Copy out the data below word for word, every line in its original order, changing nothing.

(Stored data)

════════════════

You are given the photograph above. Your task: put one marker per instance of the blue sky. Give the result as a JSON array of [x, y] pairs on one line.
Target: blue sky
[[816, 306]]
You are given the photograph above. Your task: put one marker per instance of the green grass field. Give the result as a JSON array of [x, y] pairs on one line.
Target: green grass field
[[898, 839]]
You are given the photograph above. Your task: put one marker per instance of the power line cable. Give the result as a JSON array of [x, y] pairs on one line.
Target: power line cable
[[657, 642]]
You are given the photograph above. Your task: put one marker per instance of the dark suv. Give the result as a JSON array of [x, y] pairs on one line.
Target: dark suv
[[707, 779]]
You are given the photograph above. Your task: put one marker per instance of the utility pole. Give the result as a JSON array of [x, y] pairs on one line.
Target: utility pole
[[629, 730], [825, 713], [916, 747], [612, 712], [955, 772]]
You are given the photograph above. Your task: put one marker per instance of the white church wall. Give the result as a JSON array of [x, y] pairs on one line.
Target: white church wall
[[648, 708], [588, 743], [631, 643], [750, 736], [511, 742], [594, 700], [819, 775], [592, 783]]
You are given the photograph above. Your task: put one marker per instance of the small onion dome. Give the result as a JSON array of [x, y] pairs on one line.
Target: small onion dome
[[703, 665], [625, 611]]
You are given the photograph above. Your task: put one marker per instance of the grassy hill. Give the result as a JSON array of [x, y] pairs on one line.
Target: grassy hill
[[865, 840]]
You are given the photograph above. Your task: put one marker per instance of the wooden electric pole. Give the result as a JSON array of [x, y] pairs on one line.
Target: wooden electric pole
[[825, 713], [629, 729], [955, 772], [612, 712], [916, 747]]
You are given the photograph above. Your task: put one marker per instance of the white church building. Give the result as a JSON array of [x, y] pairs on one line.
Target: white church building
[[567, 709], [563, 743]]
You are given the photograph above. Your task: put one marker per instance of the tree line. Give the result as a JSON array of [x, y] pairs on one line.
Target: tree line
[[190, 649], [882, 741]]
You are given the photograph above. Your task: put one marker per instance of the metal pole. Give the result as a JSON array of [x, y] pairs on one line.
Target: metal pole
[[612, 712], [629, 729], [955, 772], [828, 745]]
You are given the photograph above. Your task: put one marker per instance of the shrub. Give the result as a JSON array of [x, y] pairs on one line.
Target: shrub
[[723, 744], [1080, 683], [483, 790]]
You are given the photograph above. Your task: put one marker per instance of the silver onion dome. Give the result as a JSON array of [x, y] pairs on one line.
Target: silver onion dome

════════════════

> [THE SOLUTION]:
You are given the photograph above. Your task: put one marker per instance of the blue sky. Give the result as a JSON array of [x, y] pairs on one line.
Target: blue sky
[[816, 306]]
You are given the photograph above. Your task: put one marker per instance of the green grass field. Give the result as a JSON array of [x, y] pairs on one line.
Target: green grass field
[[898, 839]]
You are given the photograph above. Your task: put one marker per instance of the power line cable. Give the result as a JSON array of [x, y] pairs on one line.
Target: power line cable
[[657, 642]]
You are given the photograph above. Your task: put one marker per instance of the dark suv. Give the result as a JSON array of [x, y] pairs on one line.
Target: dark suv
[[707, 779]]
You are given the photograph above. Your task: put one marker per instance of the utility pole. Give the result as a JSON array of [x, y] pairs on one line.
Target: utility pole
[[629, 730], [825, 713], [916, 747], [612, 712], [955, 772]]
You are given the photograph above. Your task: put one marker per instance of the white church wall. Give the result as a JSON array of [x, y] pairs on one line.
Target: white church wall
[[648, 708], [588, 743], [631, 643], [750, 736], [511, 742], [594, 700], [819, 775], [592, 783]]
You are given the photograph above. Your task: put one marker per instance of the small onion dome. Give the result as a JSON array of [x, y] pairs on one line.
Target: small onion dome
[[703, 665], [625, 611]]
You are given the photograph above. Your task: put one marker per instance of the grassy hill. Give the result as a JSON array of [x, y] pairs on one line.
Target: grassy hill
[[865, 840]]
You are given the photograph above. Your task: put one marker per instance of the wooden electric pole. Give the result as a JSON array of [x, y] pairs on one line.
Target: wooden electric pole
[[825, 713], [629, 729], [955, 772], [612, 712], [916, 747]]
You are given the photograph above. Your task: put one marker per instance of the white church building. Give the result as a JSON array of [x, y] pairs on one line.
Target: white church building
[[567, 709], [563, 743]]
You are given the photograph above. Your task: put one marker per instance of the tree line. Give the result as a JSON array of [x, y] pairs on one line.
Target: tree line
[[190, 649], [882, 741]]
You are given the photograph above. Your task: put one marker per instance of the metal pole. Give the result as a JSON array of [x, y] pairs on one line.
Target: metal pole
[[612, 712], [629, 729], [955, 772], [828, 745]]
You are given the photograph above. Your task: put one marker per instance of the shrub. Give the result as a JSON array of [x, y] pairs on one line.
Target: shrub
[[723, 744], [1080, 683], [483, 790]]
You are given the photograph above. Your task: put one marker per instance of the silver onion dome. Give the result as a JSON array of [x, y] pairs on one line.
Target: silver onion dome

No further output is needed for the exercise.